• [Exercise brief] Transcribe the records word for word. Leave every picture out.

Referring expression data
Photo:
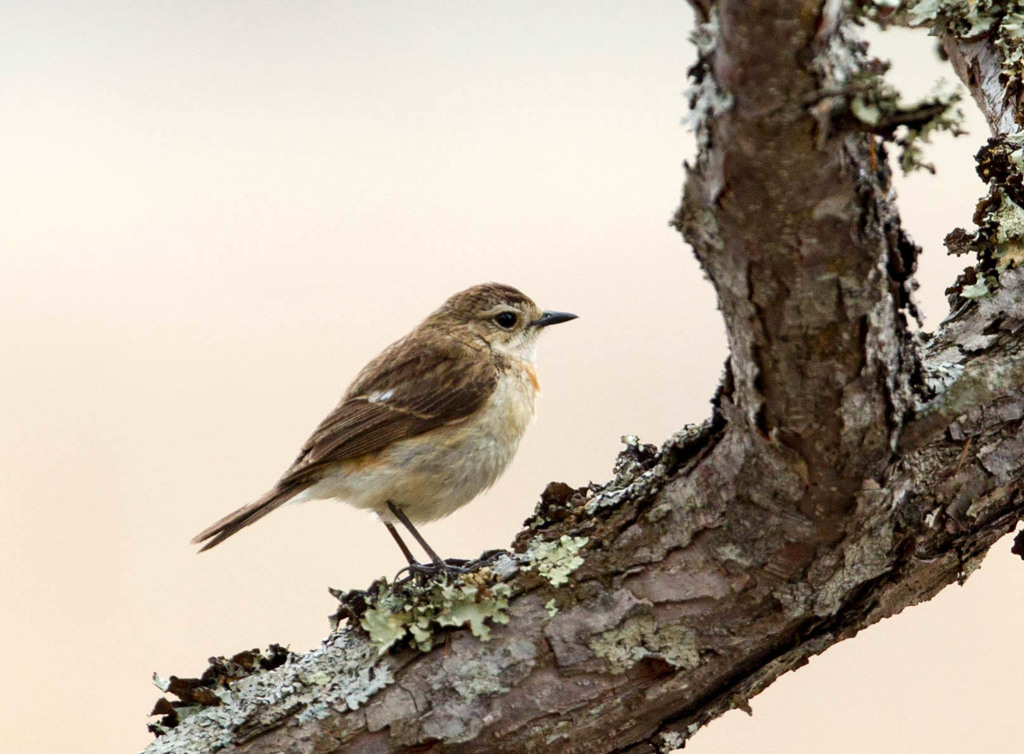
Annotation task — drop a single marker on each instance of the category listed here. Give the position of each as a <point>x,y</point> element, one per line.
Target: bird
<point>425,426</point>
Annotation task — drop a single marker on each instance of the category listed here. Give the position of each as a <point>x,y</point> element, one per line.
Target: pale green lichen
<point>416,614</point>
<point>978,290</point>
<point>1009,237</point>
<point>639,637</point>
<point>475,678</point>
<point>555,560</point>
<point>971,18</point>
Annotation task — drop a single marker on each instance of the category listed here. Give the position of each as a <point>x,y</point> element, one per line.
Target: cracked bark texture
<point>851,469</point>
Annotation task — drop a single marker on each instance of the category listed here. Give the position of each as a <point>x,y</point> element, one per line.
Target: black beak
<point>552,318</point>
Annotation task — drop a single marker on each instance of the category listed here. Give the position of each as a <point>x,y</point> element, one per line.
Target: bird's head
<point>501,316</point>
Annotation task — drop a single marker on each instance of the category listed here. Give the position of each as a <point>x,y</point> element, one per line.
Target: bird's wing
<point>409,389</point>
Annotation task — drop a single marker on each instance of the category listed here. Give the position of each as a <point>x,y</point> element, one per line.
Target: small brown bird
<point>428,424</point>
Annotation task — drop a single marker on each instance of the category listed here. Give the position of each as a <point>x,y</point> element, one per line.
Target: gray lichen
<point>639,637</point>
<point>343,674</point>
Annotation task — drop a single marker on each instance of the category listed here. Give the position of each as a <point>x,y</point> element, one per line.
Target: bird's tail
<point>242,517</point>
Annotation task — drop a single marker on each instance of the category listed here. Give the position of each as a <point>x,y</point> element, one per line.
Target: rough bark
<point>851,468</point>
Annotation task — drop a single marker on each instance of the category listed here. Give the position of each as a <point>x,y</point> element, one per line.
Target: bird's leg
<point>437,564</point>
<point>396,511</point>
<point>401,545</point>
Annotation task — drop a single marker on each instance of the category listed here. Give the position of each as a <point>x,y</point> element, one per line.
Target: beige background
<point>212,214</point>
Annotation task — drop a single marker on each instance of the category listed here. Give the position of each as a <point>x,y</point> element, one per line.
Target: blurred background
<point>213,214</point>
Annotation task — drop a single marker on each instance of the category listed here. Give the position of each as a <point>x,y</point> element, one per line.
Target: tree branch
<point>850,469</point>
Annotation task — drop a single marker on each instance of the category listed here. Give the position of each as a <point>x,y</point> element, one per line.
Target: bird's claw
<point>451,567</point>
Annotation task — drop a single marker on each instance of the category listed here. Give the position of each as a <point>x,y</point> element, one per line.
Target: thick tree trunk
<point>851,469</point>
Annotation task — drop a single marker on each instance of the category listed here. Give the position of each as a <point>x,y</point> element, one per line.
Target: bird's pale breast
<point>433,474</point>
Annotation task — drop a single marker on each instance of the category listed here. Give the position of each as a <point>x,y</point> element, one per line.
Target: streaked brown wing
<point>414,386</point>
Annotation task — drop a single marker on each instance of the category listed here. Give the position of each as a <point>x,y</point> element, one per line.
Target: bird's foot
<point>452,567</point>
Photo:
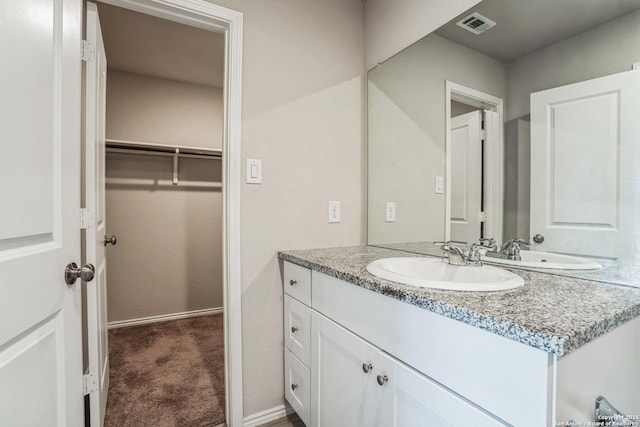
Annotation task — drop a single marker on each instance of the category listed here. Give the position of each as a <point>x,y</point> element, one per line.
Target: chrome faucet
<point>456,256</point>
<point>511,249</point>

• [Solution to this problem]
Photo:
Annotation task — drop a single marker on each instance of the category listed here. Give the position of each as a <point>x,y</point> element, one per line.
Target: bird
<point>425,426</point>
Annotation task — drop a single marker on each instance of the category listed here. Give the position of each as a <point>x,y</point> element, one per line.
Target: pale green lichen
<point>416,614</point>
<point>978,290</point>
<point>1009,237</point>
<point>639,637</point>
<point>475,678</point>
<point>555,560</point>
<point>971,18</point>
Annotation task — drop a single marker on each instance of the category listed here. Give the position of each as a <point>x,y</point> element, one per line.
Target: cracked bark texture
<point>851,469</point>
Annotation task — drop a single marker on each instance of the category listed here. Give the position of each as a <point>x,y</point> element, one per line.
Target: black beak
<point>552,318</point>
Annotation task — drop a single marker on each instance of the category listed here. Give the position of each as a <point>x,y</point> element, one per line.
Target: bird's head
<point>501,316</point>
Annotation task — drop a single marker on each instance of the category listed here. Give the position of each as a <point>x,y</point> element, one per line.
Target: bird's wing
<point>409,389</point>
Annotation task — drop a single marker on each instance of the category listed here. Give the position of each as a <point>x,y</point> element, one per line.
Target: small brown bird
<point>428,424</point>
Annotation task — drop a single marker on each instance of the category listed here. Give the position of each as a <point>x,y</point> element, one per line.
Target: gray lichen
<point>639,637</point>
<point>343,674</point>
Annotation task — drop a single marker on each instance of the category listed here. Give the position of each as a <point>x,y</point> element, one per line.
Target: bird's tail
<point>242,517</point>
Annotation task — drop a single marker on each instance of the category listed here. Give the position of each as a <point>x,y</point> element, one per line.
Target: rough bark
<point>851,468</point>
Annotation task — drop a single marker on each instance of the category listed here. Give the position of each as a <point>x,y</point> element, one per line.
Target: bird's leg
<point>437,564</point>
<point>396,511</point>
<point>401,545</point>
Annotation task — drop a single marker on each instance of the category listed here. Give the position of each as a <point>x,y</point> element, one per line.
Target: beige background
<point>212,214</point>
Annotation task — drop a single marker on each instance of the category listed here. Give the position of each as a <point>x,y</point> element, one per line.
Target: blurred background
<point>213,214</point>
Annotation task — drop a single marker on each instance of the category listed here. Give the position of each as a <point>x,y</point> element, one per line.
Target: tree branch
<point>850,469</point>
Annotation task — drop a single marker on each instance of the category listed here. Give the position of each as a <point>x,y</point> element, one per line.
Target: bird's claw
<point>451,567</point>
Annotation task — drop a single marker on each instance of the category listed here. Give the position of each as a <point>x,y</point> element, one per line.
Target: thick tree trunk
<point>851,469</point>
Annotation task — drop a single marker on each instance of the category listed here. Give the position of each as a <point>x,y</point> element, one per line.
Target: bird's pale breast
<point>433,474</point>
Annotation task — drop a single marker on each instance of the category listed here. Give the position of each as a <point>x,y</point> element, one per line.
Target: streaked brown wing
<point>414,386</point>
Annotation task — drop a single marker on each instance of the category listed here. Give the position of each as a <point>x,y</point> element, one per line.
Target: bird's foot
<point>452,567</point>
Photo:
Annotation task — drop a single marker on each instance of the category listed here. Give the position of each as a <point>x,y</point> element, one per line.
Target: chrome faucet
<point>456,256</point>
<point>511,249</point>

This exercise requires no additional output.